*Extrait du document:*

Ecrivain

Ecrivain,


écrits vains...

Depuis 1998, Jacques Lambert se consacre plus spécialement à l’écriture.

 

- Octobre 1999 :  Le trou dans le ciel, roman,

 

- Juin 2000 : La vie à l’endroit, à l’envers et de travers, nouvelles,

 

- Janvier 2002 :  Les petits cris, roman,

 

- Décembre 2003: Yémen entre chiens et loups (Réédité en 2007), 

 

- Octobre 2006 :  La Cité des Merveilles, roman.

 

- Mars 2010:  Lauréat du Prix Richelieu de la nouvelle (La narinade).


- 2020: De l'art sublîme d'être bête, nouvelles.


-2020: Les jardins d'Issiô, conte.

 

Jacques Lambert est membre sociétaire de l’A.E.B.

(Association des écrivains belges de langue française.)

 

 

 

 

 

Des héros sereins…



 

 

Qui, parmi nous simples mortels, n’a jamais éprouvé l’irrépressible besoin de narrer, par le menu détail, les mille et une aventures invraisemblables qu’il aurait réellement vécues, ou cru vivre, ou encore dont il aurait été les témoin et rapporteur privilégiés ? Mus par d’obscures et irrépressibles forces, nous y sommes tous amenés un jour ou l’autre.

Les héros de mes romans expérimentent quantité de situations à peine croyables, de ces sortes de péripéties rocambolesques dont la plus ou moins grande expérience de vie de chacun d’entre nous attesterait pourtant, sans peine aucune, l’authenticité flagrante si...

*Exercice court 1:* Réécrivez plus brièvement le paragraphe de la page consacrée à Jacques Lambert qui commence par « Qui, parmi nous simples mortels », en conservant ses faits essentiels.
*Exercice court 2:* Renvoyez, s'il vous plaît, le passage de la page consacrée à Jacques Lambert qui commence à « - Janvier 2002 » et se termine à « nouvelle (La narinade). », sans rien y changer.
*Exercice court 3:* Écrivez la suite de la page consacrée à Jacques Lambert, après la dernière phrase affichée.

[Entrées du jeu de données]
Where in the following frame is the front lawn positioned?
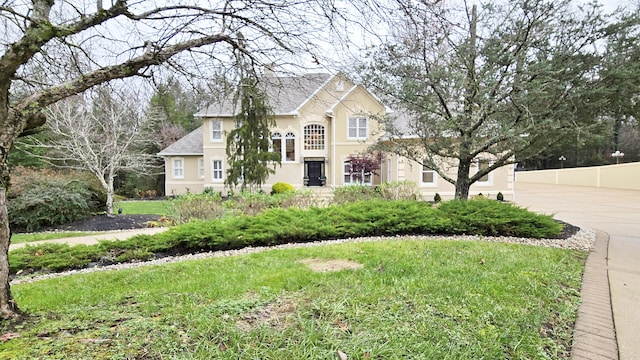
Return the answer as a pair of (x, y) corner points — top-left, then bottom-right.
(114, 200), (171, 216)
(0, 239), (586, 359)
(9, 199), (563, 274)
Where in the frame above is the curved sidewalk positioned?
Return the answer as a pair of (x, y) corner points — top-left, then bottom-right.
(515, 183), (640, 360)
(9, 227), (168, 251)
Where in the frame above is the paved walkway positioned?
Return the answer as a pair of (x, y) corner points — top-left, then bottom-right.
(9, 227), (168, 251)
(515, 183), (640, 360)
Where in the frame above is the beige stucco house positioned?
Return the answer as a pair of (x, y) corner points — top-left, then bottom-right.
(158, 73), (513, 200)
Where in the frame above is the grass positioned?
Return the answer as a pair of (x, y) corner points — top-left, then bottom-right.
(0, 240), (586, 359)
(11, 231), (104, 244)
(114, 200), (171, 216)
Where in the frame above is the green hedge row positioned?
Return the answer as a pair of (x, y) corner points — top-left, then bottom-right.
(10, 199), (562, 273)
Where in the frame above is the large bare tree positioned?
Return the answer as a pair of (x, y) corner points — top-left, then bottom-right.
(364, 0), (603, 199)
(0, 0), (332, 318)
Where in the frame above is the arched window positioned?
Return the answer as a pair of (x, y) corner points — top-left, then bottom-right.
(271, 132), (296, 162)
(284, 132), (296, 161)
(304, 124), (324, 150)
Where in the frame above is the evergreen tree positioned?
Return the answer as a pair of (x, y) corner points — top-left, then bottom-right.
(225, 77), (281, 190)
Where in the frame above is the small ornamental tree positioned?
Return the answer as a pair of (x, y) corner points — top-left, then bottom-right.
(347, 151), (383, 184)
(225, 78), (280, 190)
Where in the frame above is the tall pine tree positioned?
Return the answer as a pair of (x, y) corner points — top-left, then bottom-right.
(225, 77), (281, 190)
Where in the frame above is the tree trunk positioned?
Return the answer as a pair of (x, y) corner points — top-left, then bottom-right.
(107, 187), (114, 216)
(455, 159), (471, 200)
(455, 5), (478, 200)
(0, 159), (20, 319)
(104, 173), (115, 216)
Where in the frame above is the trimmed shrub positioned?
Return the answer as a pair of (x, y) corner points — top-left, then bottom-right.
(169, 192), (225, 223)
(271, 182), (296, 195)
(8, 167), (105, 231)
(377, 180), (422, 200)
(10, 199), (562, 273)
(438, 197), (563, 238)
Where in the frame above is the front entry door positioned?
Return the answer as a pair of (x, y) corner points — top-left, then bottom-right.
(305, 161), (324, 186)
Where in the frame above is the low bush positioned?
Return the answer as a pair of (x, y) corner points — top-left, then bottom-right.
(333, 185), (381, 204)
(10, 199), (562, 273)
(169, 192), (225, 223)
(438, 196), (563, 238)
(8, 167), (105, 232)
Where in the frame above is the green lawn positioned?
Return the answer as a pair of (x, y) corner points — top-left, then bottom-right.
(0, 240), (587, 359)
(114, 200), (171, 216)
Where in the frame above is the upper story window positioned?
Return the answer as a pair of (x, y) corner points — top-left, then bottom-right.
(209, 120), (222, 141)
(347, 116), (367, 139)
(198, 158), (204, 179)
(271, 132), (282, 161)
(304, 124), (324, 150)
(271, 132), (296, 162)
(284, 132), (296, 161)
(211, 160), (224, 182)
(173, 159), (184, 179)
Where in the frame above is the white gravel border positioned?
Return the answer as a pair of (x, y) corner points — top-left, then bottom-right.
(11, 228), (596, 285)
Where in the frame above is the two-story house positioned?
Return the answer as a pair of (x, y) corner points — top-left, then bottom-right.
(158, 73), (513, 200)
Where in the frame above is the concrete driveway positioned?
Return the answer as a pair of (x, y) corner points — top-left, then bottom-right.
(515, 183), (640, 360)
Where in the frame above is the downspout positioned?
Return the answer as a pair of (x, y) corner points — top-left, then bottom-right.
(328, 115), (338, 189)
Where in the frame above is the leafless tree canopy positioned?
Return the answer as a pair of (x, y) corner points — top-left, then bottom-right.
(0, 0), (344, 317)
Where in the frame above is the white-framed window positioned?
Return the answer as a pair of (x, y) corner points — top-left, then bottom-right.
(209, 120), (222, 141)
(476, 159), (491, 185)
(304, 124), (324, 150)
(211, 160), (224, 182)
(271, 132), (296, 162)
(343, 161), (373, 185)
(421, 165), (438, 186)
(284, 132), (296, 162)
(198, 158), (204, 179)
(347, 116), (368, 139)
(172, 158), (184, 179)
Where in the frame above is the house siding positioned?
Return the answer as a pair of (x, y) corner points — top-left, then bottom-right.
(164, 74), (514, 200)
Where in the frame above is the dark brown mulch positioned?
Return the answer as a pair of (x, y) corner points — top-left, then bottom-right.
(47, 214), (159, 231)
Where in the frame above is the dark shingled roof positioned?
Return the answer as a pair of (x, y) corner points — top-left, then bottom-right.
(158, 126), (203, 156)
(196, 73), (332, 117)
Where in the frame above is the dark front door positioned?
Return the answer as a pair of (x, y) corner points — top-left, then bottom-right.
(306, 161), (324, 186)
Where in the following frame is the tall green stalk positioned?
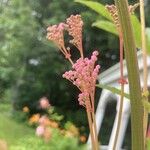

*Corrigé 1:* Chacun de nous, poussé par des forces obscures et irrépressibles, finit un jour par vouloir raconter en détail les aventures invraisemblables qu'il a vécues, cru vivre ou dont il a été le témoin privilégié.

*Corrigé 2:*
- Janvier 2002 :  Les petits cris, roman,

 

- Décembre 2003: Yémen entre chiens et loups (Réédité en 2007), 

 

- Octobre 2006 :  La Cité des Merveilles, roman.

 

- Mars 2010:  Lauréat du Prix Richelieu de la nouvelle (La narinade).

*Corrigé 3:*
Bon, d’accord, à demi-mots sans doute, car, ce faisant, nous prendrions vite le risque de nous faire traiter d’affabulateurs, de menteurs, d'imposteurs, de fous peut-être…

Et ces aventuriers-là, pas davantage que vous ou moi d'ailleurs, ne se révèlent pourtant super-héros : pas un seul en effet qui soit bardé de muscles monstrueux, ou ait le slip truffé d’armes secrètes ; pas un seul pour oser incarner « l’homme surdoué » de la dernière génération, le téméraire d'hier, le Rambo d’aujourd’hui... Leur condition physique à tous, décidément, ne nous est pas supérieure et… - analyse plutôt rassurante à maints égards! - leur degré d’intelligence non plus ! Leur statut est bien le nôtre.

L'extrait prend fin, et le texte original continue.